• Provided passage
** Begin **
I can’t wait to talk to my Humble & Fred pals Howard Glassman and Fred Patterson (next visit: January 20) about “CFNY: The Spirit of Radio.” The documentary, from Highball TV, recently premiered on TVO and can be streamed on TVO’s digital platforms, including right here on YouTube.

The film is credited to Matt Schichter as director, although, according to Toronto Mike, it sat on the shelf for a year while tinkering took place. What survives takes a nostalgic look back at a radio station on the periphery of the Greater Toronto Area. It was cherished by listeners seeking alternative and new wave music, including punk bands from the UK such as the The Sex Pistols and The Clash, but also a vital new homegrown indie sound. This wasn’t your parents station (my dad practically had our radio dial nailed to CFRB), or even the Top-40 Toronto stations such as CHUM or CFRB and later CHUM-FM.

CFNY deserves some sort of retrospective. If you were a listener, it seemed very much of its time, very “inmates running the asylum,” hippies doing it to The Man kind of place. It was sort of WKRP in Cincinnati meets those “Pirate Radio” documentaries covering off-shore operations in The UK, America and New Zealand.

Instead of a boat, however, CFNY launched in 1976 out of a ramshackle yellow farmhouse where records sometimes skipped when mice hopped on the turntables. The signal reached well over several blocks around Brampton.
** End **
• Data block
** Begin **
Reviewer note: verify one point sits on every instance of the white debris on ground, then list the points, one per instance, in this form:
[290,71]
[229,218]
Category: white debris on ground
** End **
• Exercise set
1: Transcribe the passage of the CFNY documentary post from "CFNY deserves some" to "and New Zealand.".
2: Go on with the CFNY documentary post, picking up right after its final sentence.

• Answers below
1:
CFNY deserves some sort of retrospective. If you were a listener, it seemed very much of its time, very “inmates running the asylum,” hippies doing it to The Man kind of place. It was sort of WKRP in Cincinnati meets those “Pirate Radio” documentaries covering off-shore operations in The UK, America and New Zealand.

2:
Dave Marsden

Dave Marsden, who quickly energes as one of the main voices on the documentary, is among those describing the farmhouse as a filthy mess. When he arrived at ‘NY, he was already a renowned DJ after stints in the ’60s and ’70s in Toronto and Montreal under the handle “Dave Mickie.” Later, as CFNY’s program manager, he was recognized as the vision guy, opening doors wide to indie bands and acts not heard on other stations, and giving jobs to an eclectic gang of rebel DJs. Marsden, we learn, came up with the slogan, “Spirit of the radio.”

The producers, including CFNY veterans Alan Cross and Ivar Hamilton, are among this documentary’s most verbose talking heads. The filmmakers do an impressive job of rounding up cameos from several members of the bands featured on ‘NY, including Geddy Lee from Rush, who confirms ‘NY was the inspiration behind their own “spirit of the radio” song reference. Also featured are Peter Hook of Joy Division, Richard Barbierie of Japan, Steve Diggle of Buzzcocks, Deryck Whibly of Sum 41, and Lol Tollhurt of The Cure. They all credit ‘NY with playing records no other station would touch, and were thrilled that these DJs actually seemed to dig their music.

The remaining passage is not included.